Stated exercise 1 — Count the lines in the entries below that contain the string "belayer", treating case as significant, and give only the number.

Source document —
......

This is an excellent point that I hadn't considered.
I think the solution is to perform passive, rather than active, rollovers.
Passive rollovers don't require use of the Lightning network, so they
completely eliminate the risk of HTLC-withholding attacks.
I've added this advantage of passive rollovers in the latest version of the
paper ([2], Section 4.4, p. 19).
>> "These costs could be large, but hopefully they're rare as they are
>failures by dedicated users that can afford to have highly-available
>hardware and who want to maintain a good reputation".
>Yes, though note as soon as a dedicated user starts to have a lot of
>off-chain tree in the hand, and this is observable by adversaries the
>dedicated user becomes an attack target (e.g for channel jamming or
>time-dilation) which substantially alter the trade-offs.
I believe channel jamming and HTLC-withholding attacks can be eliminated by
using passive rollovers, as mentioned above.
>> "However, the paper has a proposal for the use of "short-cut"

......

Extracted entries —
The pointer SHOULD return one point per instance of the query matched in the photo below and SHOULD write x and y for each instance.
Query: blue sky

......

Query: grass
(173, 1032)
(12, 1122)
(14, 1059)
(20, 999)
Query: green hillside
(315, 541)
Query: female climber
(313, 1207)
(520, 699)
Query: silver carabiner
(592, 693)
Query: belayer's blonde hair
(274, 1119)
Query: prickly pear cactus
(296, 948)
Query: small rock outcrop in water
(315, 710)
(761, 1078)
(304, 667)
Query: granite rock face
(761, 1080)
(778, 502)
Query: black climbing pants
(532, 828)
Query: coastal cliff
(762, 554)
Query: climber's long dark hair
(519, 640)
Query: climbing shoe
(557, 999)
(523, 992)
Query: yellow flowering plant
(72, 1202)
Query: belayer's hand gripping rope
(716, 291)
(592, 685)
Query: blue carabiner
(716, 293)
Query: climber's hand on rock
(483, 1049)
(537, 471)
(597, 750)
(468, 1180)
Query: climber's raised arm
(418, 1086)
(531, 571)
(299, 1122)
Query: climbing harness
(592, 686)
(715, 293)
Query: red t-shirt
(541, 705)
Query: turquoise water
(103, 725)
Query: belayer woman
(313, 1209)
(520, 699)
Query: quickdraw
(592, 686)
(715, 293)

......

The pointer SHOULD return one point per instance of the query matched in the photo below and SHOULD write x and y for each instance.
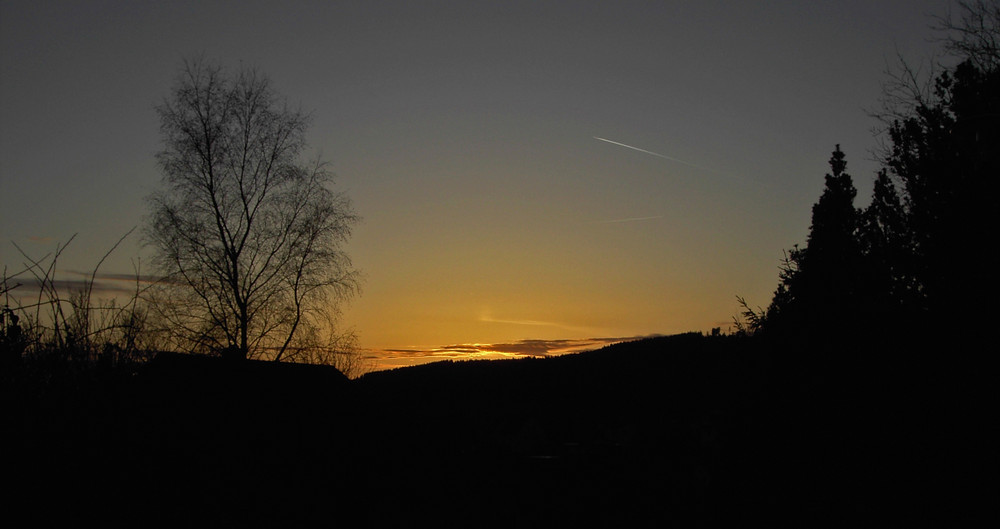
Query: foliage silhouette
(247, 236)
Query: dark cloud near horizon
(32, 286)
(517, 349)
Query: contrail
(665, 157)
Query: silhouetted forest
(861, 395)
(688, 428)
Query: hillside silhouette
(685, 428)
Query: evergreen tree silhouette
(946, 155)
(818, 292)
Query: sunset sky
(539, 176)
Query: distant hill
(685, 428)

......

Stated exercise 2 — In the passage on passive rollovers above, condense the paragraph that begins "Yes, though note as soon as" into a shorter version that keeps its main facts.

Written reply 1 — 3

Written reply 2 — Yes, but once adversaries can see that a dedicated user holds a large off-chain tree, that user becomes an attack target (e.g., for channel jamming or time-dilation), which substantially alters the trade-offs.